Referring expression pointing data
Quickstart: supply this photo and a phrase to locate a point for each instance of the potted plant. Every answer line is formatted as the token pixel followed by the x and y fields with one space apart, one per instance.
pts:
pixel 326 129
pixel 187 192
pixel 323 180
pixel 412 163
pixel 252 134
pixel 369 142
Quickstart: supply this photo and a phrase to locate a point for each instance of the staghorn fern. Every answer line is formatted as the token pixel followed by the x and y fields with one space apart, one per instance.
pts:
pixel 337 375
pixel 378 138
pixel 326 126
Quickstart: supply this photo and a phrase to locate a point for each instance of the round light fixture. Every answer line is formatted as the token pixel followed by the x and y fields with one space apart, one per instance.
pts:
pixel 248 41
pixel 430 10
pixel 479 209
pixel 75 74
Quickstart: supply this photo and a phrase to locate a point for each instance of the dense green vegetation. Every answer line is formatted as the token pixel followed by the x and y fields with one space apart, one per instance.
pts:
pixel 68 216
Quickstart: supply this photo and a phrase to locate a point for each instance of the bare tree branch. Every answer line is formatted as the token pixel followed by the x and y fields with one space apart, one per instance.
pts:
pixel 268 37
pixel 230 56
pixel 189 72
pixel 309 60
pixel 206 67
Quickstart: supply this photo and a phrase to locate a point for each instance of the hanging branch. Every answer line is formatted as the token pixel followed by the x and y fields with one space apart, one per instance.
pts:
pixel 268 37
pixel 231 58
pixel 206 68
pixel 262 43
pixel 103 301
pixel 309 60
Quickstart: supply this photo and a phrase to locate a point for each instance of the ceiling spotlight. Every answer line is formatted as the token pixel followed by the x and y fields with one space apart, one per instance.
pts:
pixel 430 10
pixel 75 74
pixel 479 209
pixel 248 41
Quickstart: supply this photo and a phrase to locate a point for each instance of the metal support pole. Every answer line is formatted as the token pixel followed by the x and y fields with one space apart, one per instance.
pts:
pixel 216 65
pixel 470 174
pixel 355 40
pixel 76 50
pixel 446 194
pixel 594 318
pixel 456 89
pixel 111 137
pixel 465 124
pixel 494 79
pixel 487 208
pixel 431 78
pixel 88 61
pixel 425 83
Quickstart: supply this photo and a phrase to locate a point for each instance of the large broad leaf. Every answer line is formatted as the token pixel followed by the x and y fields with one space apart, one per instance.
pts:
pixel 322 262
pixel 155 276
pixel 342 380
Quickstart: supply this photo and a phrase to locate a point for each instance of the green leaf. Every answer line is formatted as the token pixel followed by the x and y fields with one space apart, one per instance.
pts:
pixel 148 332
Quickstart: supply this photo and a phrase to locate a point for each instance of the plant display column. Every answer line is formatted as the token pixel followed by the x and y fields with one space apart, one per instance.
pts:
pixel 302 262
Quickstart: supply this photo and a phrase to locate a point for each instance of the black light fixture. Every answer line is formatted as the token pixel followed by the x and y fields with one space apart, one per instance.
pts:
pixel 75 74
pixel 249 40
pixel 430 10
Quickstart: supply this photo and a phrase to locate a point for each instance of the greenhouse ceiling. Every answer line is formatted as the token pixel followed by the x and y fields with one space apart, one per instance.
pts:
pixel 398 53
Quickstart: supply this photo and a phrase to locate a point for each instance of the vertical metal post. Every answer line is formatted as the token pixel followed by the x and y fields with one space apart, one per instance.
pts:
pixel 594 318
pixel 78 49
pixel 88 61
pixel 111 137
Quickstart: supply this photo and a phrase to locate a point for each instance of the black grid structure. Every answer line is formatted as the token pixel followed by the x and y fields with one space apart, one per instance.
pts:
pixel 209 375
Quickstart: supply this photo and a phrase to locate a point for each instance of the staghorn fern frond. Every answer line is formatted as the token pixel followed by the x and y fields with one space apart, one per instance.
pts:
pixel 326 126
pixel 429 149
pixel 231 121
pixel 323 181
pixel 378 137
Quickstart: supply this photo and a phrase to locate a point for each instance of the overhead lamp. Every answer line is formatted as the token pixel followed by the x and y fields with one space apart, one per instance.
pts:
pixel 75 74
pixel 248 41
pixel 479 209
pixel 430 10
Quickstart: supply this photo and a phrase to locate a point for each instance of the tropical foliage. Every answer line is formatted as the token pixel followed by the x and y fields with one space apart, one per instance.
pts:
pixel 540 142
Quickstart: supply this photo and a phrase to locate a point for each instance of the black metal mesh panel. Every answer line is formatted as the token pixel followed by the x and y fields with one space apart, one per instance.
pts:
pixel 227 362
* * *
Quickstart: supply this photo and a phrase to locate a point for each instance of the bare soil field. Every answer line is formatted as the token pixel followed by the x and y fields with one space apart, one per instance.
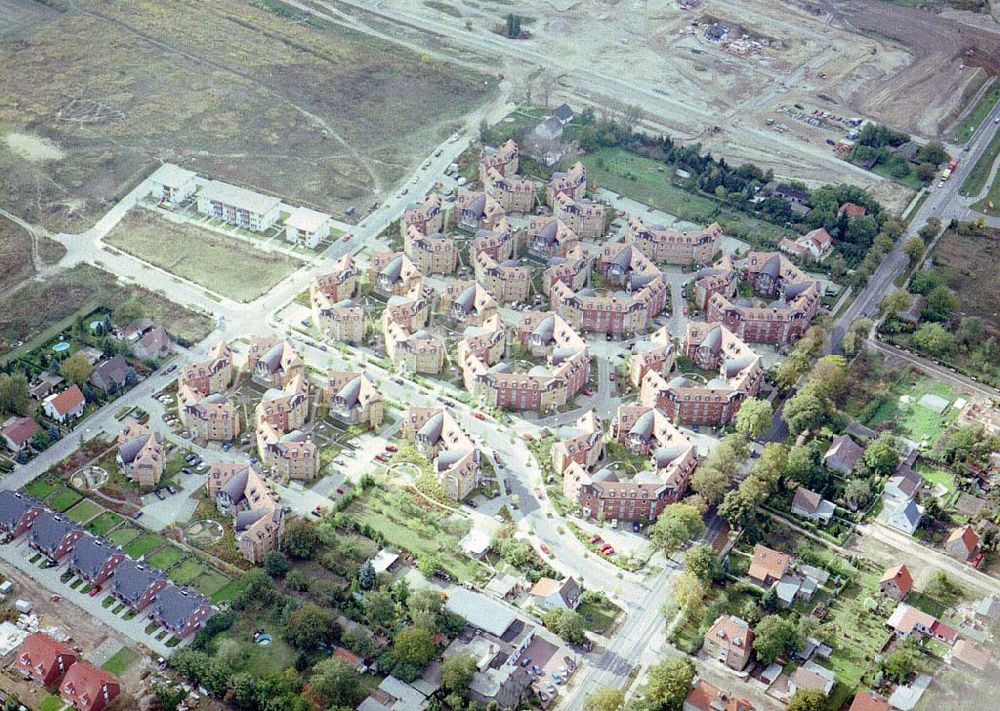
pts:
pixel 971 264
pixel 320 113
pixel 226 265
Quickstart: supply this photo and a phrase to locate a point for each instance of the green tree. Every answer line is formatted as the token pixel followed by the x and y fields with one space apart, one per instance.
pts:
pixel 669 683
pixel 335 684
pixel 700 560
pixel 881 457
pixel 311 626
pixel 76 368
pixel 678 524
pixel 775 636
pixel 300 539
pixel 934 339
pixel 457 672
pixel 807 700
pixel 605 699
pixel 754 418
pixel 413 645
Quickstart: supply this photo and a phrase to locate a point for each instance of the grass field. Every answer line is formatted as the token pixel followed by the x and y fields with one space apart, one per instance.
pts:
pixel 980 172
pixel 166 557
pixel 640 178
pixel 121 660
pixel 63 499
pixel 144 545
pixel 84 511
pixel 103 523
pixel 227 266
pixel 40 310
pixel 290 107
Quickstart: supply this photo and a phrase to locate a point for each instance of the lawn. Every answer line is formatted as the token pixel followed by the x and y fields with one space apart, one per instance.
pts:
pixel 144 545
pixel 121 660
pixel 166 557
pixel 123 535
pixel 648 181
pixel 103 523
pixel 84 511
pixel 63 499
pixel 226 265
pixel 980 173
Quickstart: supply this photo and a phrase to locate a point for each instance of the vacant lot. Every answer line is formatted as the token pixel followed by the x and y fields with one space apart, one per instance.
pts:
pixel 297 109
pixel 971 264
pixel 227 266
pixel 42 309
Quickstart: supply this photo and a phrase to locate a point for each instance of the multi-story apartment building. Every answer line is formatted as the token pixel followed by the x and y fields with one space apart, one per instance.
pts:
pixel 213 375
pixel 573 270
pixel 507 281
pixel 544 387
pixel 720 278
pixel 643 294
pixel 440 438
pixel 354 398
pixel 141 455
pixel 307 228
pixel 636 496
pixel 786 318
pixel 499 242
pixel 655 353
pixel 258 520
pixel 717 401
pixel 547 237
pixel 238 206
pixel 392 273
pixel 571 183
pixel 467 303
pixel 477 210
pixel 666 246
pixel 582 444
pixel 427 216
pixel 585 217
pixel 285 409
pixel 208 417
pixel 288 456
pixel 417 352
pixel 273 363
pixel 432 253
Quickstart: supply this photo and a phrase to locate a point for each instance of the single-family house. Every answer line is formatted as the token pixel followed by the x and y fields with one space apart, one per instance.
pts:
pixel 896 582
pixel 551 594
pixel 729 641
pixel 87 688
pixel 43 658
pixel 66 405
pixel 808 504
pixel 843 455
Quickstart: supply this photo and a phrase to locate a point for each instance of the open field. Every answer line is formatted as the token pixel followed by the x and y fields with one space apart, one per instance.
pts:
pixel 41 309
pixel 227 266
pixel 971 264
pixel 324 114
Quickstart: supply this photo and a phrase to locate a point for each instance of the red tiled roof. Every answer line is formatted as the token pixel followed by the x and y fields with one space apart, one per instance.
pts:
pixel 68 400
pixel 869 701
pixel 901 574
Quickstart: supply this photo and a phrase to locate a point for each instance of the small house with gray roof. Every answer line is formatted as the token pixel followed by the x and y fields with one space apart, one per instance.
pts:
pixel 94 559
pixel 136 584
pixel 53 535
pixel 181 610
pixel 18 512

Your assignment >>
Copy all lines of the preceding data that hold the word "bare".

Answer section >>
Quickstart: supply this photo and a phrase to locate a point for each instance of the bare tree branch. Every answer line is formatted as the token pixel followed by the x and y fields with one space apart, one per instance.
Quickstart: supply this photo and a phrase to locate a point for each instance of the bare soil field. Every answer line is formatted as the token pixel followed by the x and y fields with one space apart, one per instance.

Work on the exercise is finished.